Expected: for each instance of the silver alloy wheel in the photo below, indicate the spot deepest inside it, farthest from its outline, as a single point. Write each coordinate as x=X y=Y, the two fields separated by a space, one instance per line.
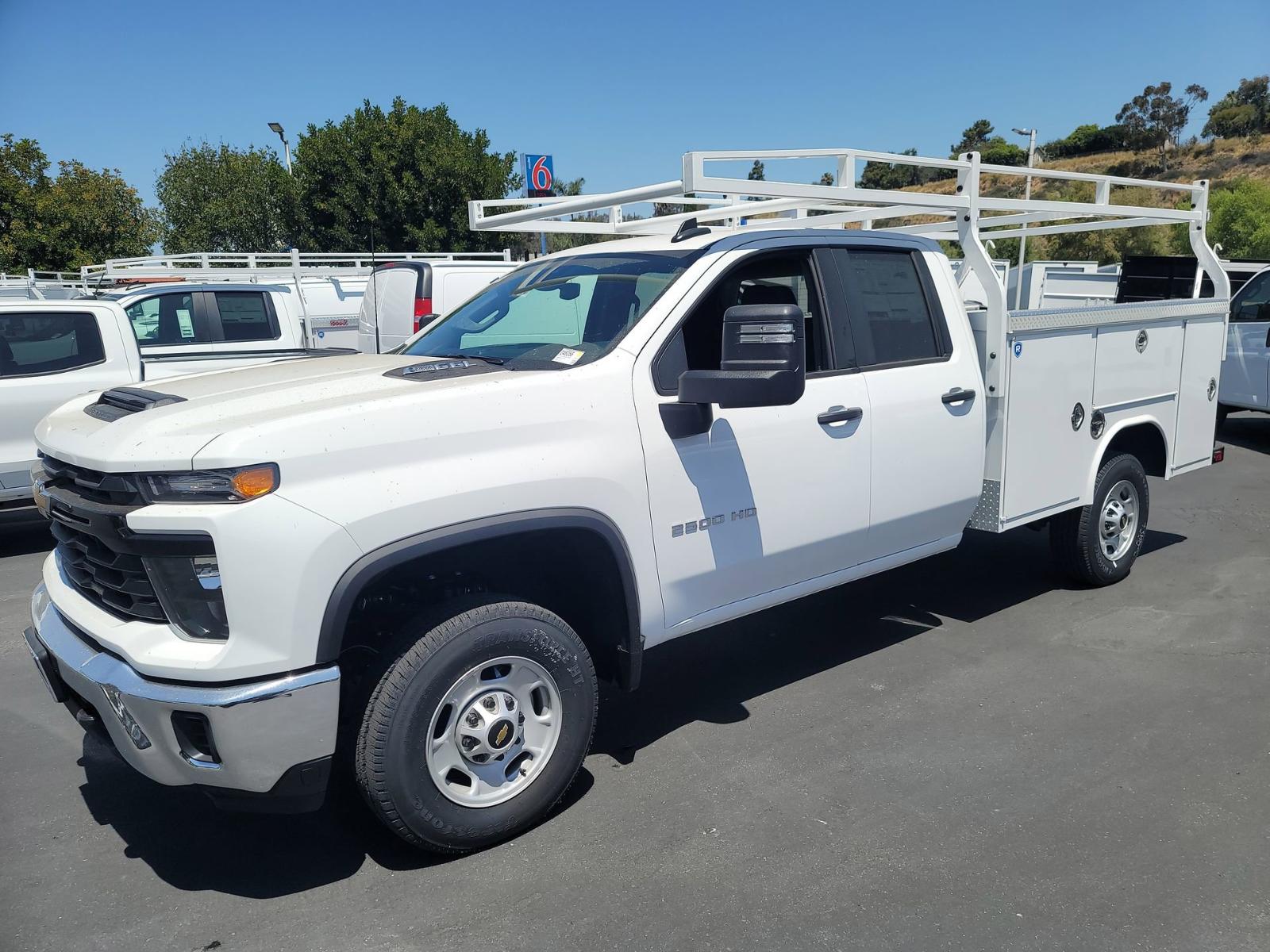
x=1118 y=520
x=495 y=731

------------

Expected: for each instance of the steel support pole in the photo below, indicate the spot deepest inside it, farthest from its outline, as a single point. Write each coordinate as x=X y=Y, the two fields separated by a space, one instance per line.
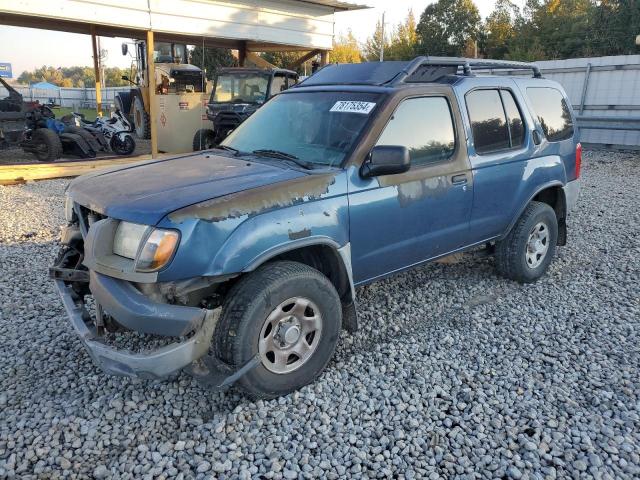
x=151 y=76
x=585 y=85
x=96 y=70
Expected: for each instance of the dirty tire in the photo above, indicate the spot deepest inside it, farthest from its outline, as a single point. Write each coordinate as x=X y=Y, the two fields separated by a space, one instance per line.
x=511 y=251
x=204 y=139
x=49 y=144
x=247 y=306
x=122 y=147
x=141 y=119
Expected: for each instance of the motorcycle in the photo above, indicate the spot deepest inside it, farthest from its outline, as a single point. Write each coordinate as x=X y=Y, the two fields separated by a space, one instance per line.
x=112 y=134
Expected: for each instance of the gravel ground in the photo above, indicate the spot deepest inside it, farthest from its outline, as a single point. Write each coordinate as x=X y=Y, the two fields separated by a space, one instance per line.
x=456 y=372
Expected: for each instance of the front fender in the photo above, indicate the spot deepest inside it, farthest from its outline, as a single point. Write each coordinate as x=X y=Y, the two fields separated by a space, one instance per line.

------------

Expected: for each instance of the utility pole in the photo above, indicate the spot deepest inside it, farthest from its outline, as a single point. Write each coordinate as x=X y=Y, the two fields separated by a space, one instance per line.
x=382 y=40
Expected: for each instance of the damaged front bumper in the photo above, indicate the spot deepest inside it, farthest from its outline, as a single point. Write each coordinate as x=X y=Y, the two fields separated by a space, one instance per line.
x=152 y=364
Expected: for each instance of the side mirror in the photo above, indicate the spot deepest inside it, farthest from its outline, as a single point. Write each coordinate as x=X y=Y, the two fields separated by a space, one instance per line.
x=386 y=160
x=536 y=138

------------

* _What to produce_: Please turn everything in the records from the line containing "Expected: for each instance of the motorcycle" down to the line containing "Expected: for each instance of the front" into a numbered list, leaving out any blank lines.

* _Completed exercise_:
1. Expected: for each instance of the motorcycle in the photo above, indicate the spot deepest inside it, farthest from its outline, as a single point. Write each coordinate as x=X y=Y, the two fields separated by a space, one instance per line.
2. x=112 y=134
3. Expected: for each instance of the gravel ground in the photo above, indicate the spot deepest inside it, farthest from its outline, as a single point. Write each coordinate as x=X y=Y, the two fields separated by a space, one instance per line.
4. x=456 y=372
5. Expected: for each instance of the front fender in the photo above, indicate the spot deepest inside it, farthest from its outline, as a single point. Write each coordinate as x=X y=Y, the two fields separated by a space, one instance per line.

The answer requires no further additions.